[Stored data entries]
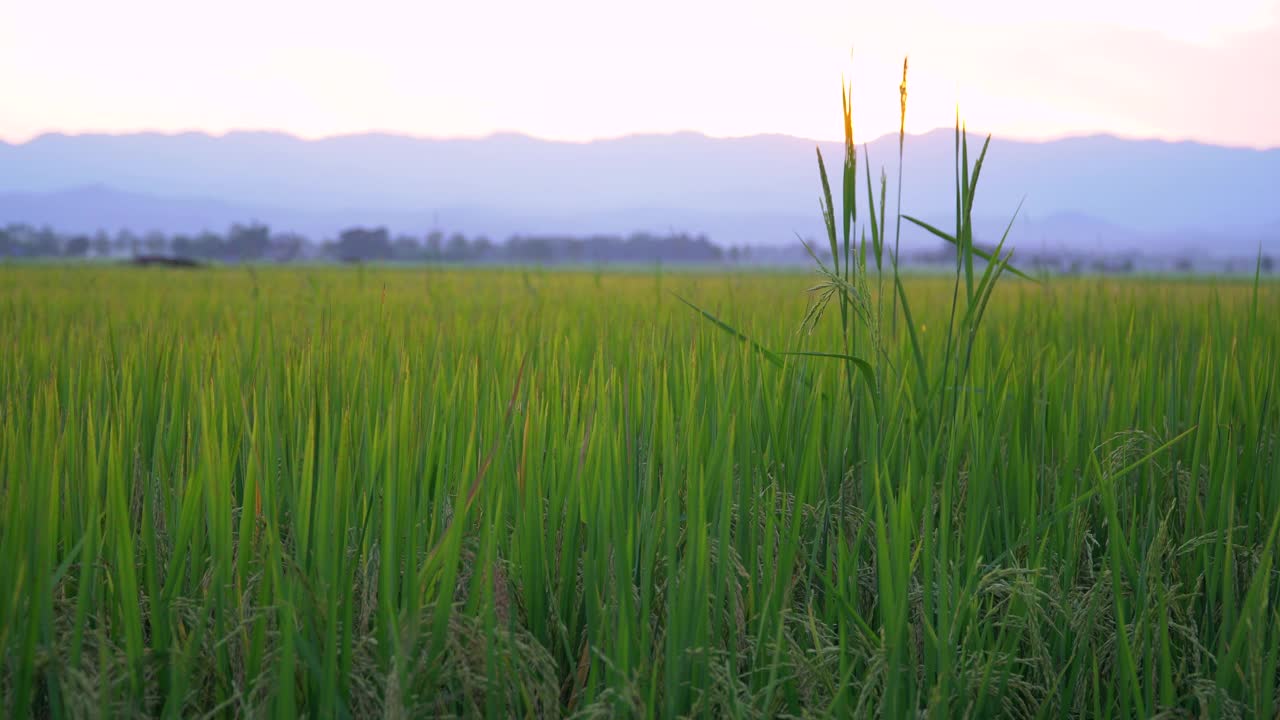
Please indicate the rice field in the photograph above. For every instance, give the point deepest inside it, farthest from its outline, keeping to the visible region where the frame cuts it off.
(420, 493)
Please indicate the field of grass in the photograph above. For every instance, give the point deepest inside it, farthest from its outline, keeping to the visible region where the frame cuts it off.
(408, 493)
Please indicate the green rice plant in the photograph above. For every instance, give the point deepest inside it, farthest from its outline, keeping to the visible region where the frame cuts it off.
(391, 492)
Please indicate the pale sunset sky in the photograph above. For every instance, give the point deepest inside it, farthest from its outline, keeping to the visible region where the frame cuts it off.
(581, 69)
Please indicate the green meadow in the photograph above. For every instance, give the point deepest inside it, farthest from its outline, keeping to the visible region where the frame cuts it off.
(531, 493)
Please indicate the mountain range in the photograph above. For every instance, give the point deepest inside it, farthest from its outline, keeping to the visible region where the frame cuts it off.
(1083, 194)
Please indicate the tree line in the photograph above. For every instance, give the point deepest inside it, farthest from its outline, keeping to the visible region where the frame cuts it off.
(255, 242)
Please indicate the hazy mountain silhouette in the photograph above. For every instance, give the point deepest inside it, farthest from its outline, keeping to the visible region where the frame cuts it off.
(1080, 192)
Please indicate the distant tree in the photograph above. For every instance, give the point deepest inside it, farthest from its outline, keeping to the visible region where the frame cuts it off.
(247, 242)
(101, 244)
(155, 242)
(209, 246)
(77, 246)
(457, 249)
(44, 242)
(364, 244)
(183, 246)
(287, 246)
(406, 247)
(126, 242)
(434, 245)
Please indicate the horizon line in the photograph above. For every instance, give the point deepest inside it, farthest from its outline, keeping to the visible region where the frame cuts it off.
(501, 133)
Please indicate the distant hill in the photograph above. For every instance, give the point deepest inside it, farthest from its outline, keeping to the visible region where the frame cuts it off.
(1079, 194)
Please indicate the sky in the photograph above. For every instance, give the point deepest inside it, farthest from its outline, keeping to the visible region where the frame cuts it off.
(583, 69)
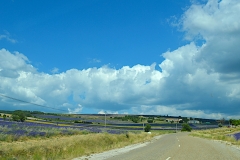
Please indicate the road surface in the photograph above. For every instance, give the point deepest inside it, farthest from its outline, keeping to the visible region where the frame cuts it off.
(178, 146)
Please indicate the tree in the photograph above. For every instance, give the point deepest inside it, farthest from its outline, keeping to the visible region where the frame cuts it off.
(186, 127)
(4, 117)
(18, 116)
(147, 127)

• WHAT THE TASK REQUIRES: Your answer must be the line holding "Please indicate the tree in" and every later line of the entries above, written out exactly, and nothing else.

• REPLY:
Please indicate the tree in the photograph above. For every instance, give the point deepest inside it, farthest from its outline, keeping to the visible region where the frame cuts it off.
(186, 127)
(4, 117)
(18, 116)
(147, 127)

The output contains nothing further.